Work to complete>
Copy out exactly every line from the line containing "Would you mind marking the tan" until the records below end, inclusive of both boundary lines.

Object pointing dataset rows
[START]
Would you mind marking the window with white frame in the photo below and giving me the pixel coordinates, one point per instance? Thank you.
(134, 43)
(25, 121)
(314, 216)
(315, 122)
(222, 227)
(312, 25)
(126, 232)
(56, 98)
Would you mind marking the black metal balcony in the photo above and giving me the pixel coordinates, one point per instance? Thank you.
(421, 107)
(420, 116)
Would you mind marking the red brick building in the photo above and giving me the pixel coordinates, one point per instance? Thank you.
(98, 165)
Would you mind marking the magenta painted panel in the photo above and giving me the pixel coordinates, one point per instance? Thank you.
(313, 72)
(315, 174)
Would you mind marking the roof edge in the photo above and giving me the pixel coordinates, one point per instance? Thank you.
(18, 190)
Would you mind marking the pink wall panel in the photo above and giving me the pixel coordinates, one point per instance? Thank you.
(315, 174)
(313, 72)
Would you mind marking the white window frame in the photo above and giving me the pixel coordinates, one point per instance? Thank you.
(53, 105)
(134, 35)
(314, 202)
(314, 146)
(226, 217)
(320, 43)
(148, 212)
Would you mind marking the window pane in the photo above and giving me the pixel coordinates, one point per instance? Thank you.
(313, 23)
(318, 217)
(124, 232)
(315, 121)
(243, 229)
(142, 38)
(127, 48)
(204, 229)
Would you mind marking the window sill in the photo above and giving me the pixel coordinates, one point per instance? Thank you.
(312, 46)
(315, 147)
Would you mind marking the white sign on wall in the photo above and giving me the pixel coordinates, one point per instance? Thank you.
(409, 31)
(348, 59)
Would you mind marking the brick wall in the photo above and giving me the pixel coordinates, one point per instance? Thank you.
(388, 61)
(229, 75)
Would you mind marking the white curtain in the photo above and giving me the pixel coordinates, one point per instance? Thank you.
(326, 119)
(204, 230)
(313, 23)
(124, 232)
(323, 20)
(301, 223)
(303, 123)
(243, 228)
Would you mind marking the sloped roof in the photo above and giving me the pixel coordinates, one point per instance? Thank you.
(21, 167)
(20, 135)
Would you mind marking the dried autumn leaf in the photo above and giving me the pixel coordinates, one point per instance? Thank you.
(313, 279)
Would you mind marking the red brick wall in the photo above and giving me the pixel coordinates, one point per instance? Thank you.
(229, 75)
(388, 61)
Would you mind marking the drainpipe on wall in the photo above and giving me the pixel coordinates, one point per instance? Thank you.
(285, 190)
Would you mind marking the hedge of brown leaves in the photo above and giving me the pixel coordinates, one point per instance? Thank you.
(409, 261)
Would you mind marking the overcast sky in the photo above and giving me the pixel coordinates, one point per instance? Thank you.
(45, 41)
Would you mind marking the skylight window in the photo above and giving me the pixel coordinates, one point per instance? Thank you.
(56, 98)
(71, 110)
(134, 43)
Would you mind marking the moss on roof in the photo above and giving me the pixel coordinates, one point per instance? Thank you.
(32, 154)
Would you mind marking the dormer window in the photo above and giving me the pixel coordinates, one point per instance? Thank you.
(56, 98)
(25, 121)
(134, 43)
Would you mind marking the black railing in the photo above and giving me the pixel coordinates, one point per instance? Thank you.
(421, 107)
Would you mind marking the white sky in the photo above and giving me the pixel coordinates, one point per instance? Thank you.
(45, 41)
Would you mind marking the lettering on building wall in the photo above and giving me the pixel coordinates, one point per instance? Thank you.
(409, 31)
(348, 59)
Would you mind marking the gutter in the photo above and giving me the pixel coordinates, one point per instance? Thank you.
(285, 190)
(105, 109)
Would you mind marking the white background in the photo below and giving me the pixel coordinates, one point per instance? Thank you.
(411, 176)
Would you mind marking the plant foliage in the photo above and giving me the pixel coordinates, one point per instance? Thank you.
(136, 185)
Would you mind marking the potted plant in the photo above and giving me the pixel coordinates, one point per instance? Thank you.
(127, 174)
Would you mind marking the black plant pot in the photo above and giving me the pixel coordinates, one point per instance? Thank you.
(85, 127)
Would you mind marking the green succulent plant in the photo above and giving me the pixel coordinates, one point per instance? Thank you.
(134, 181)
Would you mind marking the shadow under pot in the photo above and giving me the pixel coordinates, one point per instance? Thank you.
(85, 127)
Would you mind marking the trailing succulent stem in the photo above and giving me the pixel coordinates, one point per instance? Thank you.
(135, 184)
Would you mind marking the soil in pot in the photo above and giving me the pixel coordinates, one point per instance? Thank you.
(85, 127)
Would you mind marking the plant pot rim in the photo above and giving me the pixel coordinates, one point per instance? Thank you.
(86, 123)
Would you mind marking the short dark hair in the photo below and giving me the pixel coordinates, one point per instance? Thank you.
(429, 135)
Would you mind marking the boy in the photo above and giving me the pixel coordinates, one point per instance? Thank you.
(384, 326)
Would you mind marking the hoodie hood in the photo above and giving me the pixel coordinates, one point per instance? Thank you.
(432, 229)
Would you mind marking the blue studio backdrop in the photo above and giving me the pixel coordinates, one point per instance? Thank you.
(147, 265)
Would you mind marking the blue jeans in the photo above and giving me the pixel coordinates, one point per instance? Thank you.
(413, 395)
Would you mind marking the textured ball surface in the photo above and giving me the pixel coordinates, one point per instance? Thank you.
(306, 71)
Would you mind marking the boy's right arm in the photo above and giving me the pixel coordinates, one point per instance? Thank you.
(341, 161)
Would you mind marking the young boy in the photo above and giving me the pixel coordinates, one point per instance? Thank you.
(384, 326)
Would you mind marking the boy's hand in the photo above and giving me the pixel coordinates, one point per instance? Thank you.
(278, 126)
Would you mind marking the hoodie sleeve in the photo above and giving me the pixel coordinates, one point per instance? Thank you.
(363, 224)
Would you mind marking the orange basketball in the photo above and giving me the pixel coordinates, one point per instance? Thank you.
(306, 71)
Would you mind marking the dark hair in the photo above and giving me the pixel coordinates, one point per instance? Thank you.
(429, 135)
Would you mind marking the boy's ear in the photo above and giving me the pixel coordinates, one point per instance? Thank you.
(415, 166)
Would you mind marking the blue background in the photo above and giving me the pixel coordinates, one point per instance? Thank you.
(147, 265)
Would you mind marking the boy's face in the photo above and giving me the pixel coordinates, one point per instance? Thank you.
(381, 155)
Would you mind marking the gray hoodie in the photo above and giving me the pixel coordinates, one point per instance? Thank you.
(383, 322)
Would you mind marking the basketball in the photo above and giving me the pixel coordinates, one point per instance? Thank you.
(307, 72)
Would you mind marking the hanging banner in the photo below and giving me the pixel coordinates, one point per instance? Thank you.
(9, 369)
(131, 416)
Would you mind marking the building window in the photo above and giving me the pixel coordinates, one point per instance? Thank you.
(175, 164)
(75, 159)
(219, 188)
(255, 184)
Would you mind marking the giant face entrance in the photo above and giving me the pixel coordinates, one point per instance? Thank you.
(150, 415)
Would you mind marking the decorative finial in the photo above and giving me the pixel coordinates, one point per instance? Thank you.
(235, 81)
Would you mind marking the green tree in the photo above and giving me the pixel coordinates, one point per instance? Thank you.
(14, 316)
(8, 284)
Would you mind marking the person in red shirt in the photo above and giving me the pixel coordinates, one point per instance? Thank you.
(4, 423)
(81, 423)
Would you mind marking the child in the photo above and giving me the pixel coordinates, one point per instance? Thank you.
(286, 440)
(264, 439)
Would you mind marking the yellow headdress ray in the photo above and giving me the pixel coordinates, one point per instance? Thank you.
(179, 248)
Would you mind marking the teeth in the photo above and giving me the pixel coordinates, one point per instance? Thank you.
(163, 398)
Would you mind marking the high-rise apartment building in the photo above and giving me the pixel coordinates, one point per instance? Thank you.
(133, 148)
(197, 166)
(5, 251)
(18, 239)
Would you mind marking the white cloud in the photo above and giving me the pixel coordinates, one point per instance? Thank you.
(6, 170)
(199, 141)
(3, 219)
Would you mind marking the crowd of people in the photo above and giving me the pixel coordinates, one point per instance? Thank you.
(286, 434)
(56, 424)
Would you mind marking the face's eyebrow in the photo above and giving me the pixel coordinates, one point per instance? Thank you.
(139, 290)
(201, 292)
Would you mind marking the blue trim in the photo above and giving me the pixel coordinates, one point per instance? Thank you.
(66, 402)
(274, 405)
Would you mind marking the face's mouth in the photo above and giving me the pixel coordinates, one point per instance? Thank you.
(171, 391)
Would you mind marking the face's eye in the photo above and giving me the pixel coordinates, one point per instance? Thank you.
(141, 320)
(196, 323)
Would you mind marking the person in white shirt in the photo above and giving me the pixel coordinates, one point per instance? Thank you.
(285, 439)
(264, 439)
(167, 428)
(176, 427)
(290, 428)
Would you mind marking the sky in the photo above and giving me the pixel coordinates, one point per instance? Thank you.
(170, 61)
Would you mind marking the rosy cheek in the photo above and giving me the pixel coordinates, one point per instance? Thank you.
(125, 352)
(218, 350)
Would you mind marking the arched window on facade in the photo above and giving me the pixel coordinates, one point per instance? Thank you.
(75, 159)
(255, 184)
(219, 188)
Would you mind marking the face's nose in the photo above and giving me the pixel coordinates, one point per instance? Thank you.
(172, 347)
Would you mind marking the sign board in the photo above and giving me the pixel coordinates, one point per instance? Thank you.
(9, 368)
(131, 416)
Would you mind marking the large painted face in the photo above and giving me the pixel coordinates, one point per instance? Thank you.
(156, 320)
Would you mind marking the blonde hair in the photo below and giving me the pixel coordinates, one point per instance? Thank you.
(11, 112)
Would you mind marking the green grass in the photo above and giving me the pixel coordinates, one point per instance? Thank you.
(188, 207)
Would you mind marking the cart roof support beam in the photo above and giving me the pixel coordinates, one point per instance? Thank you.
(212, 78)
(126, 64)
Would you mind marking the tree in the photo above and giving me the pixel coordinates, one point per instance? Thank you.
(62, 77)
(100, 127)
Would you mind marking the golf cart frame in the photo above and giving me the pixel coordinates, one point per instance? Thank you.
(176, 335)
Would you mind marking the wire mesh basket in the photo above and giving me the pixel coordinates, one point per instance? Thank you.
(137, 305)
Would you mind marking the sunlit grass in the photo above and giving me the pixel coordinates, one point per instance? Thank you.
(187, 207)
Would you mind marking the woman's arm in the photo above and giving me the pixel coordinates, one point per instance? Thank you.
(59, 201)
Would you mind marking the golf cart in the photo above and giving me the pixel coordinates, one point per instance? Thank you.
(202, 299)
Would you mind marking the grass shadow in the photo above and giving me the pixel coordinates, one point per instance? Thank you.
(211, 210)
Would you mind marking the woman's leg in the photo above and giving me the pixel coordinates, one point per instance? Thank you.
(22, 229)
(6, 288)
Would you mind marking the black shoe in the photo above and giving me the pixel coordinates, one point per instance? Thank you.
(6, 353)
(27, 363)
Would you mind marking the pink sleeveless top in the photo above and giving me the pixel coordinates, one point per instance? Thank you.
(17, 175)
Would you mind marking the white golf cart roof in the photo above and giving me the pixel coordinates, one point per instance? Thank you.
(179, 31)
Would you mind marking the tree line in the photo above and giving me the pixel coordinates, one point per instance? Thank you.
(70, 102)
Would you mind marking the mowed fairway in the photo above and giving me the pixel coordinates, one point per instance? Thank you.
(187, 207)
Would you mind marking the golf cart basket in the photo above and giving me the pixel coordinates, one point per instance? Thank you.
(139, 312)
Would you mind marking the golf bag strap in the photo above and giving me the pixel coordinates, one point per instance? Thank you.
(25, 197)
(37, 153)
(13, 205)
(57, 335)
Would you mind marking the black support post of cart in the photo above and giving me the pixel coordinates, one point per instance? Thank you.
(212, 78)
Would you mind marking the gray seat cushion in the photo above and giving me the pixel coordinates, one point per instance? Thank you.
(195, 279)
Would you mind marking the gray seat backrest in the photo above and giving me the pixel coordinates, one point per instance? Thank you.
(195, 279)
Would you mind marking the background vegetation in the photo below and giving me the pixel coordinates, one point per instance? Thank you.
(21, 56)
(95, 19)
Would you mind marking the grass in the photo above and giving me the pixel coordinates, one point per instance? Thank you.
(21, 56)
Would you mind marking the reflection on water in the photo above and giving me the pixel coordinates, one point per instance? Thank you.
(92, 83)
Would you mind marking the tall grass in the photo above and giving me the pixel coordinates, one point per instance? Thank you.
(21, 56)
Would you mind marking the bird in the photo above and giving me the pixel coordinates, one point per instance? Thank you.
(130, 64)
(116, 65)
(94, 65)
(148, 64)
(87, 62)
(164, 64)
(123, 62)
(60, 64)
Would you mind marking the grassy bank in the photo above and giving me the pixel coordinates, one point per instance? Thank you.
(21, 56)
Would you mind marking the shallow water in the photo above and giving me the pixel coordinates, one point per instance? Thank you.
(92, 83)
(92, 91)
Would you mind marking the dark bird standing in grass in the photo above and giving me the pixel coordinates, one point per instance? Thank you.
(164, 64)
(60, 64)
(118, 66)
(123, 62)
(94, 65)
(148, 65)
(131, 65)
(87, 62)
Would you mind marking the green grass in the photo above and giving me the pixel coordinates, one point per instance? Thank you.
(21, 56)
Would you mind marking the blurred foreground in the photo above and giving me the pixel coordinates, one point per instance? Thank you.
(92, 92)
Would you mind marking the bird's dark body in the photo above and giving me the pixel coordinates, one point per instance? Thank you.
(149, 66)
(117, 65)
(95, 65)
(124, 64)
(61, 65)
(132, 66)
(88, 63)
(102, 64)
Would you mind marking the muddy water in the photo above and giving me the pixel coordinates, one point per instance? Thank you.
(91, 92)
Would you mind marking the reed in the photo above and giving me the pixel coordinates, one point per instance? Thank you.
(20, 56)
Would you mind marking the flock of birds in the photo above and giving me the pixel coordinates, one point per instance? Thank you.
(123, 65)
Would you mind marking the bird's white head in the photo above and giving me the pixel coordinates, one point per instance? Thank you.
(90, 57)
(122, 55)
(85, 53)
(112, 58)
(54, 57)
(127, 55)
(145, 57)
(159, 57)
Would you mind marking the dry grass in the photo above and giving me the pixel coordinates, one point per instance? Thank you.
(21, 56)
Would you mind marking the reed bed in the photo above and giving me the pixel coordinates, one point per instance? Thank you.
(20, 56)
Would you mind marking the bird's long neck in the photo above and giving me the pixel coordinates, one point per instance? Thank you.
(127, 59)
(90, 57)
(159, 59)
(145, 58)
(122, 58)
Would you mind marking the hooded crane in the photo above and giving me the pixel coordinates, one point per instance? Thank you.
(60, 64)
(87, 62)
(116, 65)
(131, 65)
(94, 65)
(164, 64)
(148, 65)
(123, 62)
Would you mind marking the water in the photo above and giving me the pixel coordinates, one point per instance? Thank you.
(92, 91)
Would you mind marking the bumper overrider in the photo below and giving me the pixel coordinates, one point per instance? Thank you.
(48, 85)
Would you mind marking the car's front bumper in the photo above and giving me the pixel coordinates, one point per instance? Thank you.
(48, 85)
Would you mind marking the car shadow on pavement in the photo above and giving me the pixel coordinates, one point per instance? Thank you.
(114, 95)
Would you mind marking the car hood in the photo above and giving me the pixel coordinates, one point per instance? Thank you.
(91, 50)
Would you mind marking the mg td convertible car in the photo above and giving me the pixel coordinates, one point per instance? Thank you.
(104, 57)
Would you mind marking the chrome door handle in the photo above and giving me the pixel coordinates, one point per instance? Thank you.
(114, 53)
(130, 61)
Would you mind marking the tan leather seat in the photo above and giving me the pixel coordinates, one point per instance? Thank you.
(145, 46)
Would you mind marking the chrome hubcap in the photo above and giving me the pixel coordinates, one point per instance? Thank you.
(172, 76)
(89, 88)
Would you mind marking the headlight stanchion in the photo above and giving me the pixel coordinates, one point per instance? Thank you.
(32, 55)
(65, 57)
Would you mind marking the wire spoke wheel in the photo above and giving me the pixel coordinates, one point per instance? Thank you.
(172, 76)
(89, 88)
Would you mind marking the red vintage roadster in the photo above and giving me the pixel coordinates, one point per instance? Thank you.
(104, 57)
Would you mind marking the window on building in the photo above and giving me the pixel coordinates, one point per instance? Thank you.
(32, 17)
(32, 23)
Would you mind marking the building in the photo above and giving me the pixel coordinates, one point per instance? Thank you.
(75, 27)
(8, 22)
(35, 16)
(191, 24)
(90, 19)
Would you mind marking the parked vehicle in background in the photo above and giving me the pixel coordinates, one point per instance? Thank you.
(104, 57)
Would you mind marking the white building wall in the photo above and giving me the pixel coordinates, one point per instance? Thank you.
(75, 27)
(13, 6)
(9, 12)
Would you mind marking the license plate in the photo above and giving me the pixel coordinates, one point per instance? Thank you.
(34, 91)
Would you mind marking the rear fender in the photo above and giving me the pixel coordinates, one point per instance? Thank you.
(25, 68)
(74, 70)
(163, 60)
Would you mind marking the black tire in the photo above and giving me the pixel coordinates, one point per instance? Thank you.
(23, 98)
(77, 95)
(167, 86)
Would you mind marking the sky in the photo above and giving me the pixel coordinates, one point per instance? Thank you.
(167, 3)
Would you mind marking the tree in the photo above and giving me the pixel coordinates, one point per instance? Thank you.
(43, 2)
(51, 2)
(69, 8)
[END]
Solution to the exercise>
Would you mind marking the tan leather seat in the photo above and giving me the pixel coordinates, one point per instance? Thank you.
(145, 46)
Would you mind marking the chrome hubcap in the photo above and giving me the pixel coordinates, one point per instance? Thank you.
(172, 76)
(89, 88)
Would you mind marking the headlight stanchion in the photo above and giving me the pixel coordinates, one point per instance? Thank you.
(32, 55)
(65, 57)
Would you mind marking the wire spoke wheel in the photo above and giving me the pixel coordinates, one point per instance? Thank you.
(172, 76)
(89, 88)
Would you mind marking the red vintage roadster in the photo above and giving me the pixel coordinates, one point per instance? Thank you.
(104, 57)
Would you mind marking the window on building in the photo above and giving me the pixel coordinates, one point per instance? Thank you.
(32, 17)
(32, 23)
Would you mind marking the building in the photo above and giving me the pixel coordinates, one point per instance? Thank you.
(75, 27)
(8, 22)
(35, 16)
(191, 24)
(90, 19)
Would you mind marking the parked vehicle in background in the photo above and giving me the pixel coordinates, one point per instance? Thank you.
(104, 57)
Would you mind marking the white building wall in the photo above and giving me the pixel coordinates, one point per instance? Thank you.
(75, 27)
(13, 6)
(9, 12)
Would you mind marking the license plate in the photo above and giving me the pixel coordinates, one point per instance? Thank you.
(34, 91)
Would you mind marking the rear fender in the photo above and giving me the pixel coordinates, one point per instance? Thank you.
(25, 68)
(74, 70)
(163, 60)
Would you mind marking the black tire in the photo above and giving me the pixel coordinates, one point per instance? Thank you.
(23, 98)
(77, 95)
(167, 86)
Would you mind marking the sky in the photo above and giving me the pixel coordinates, one point per instance? Thank you.
(167, 3)
Would you mind marking the tree in the photo above and giving me the pixel coordinates, one point per instance? Thank you.
(43, 2)
(51, 2)
(69, 8)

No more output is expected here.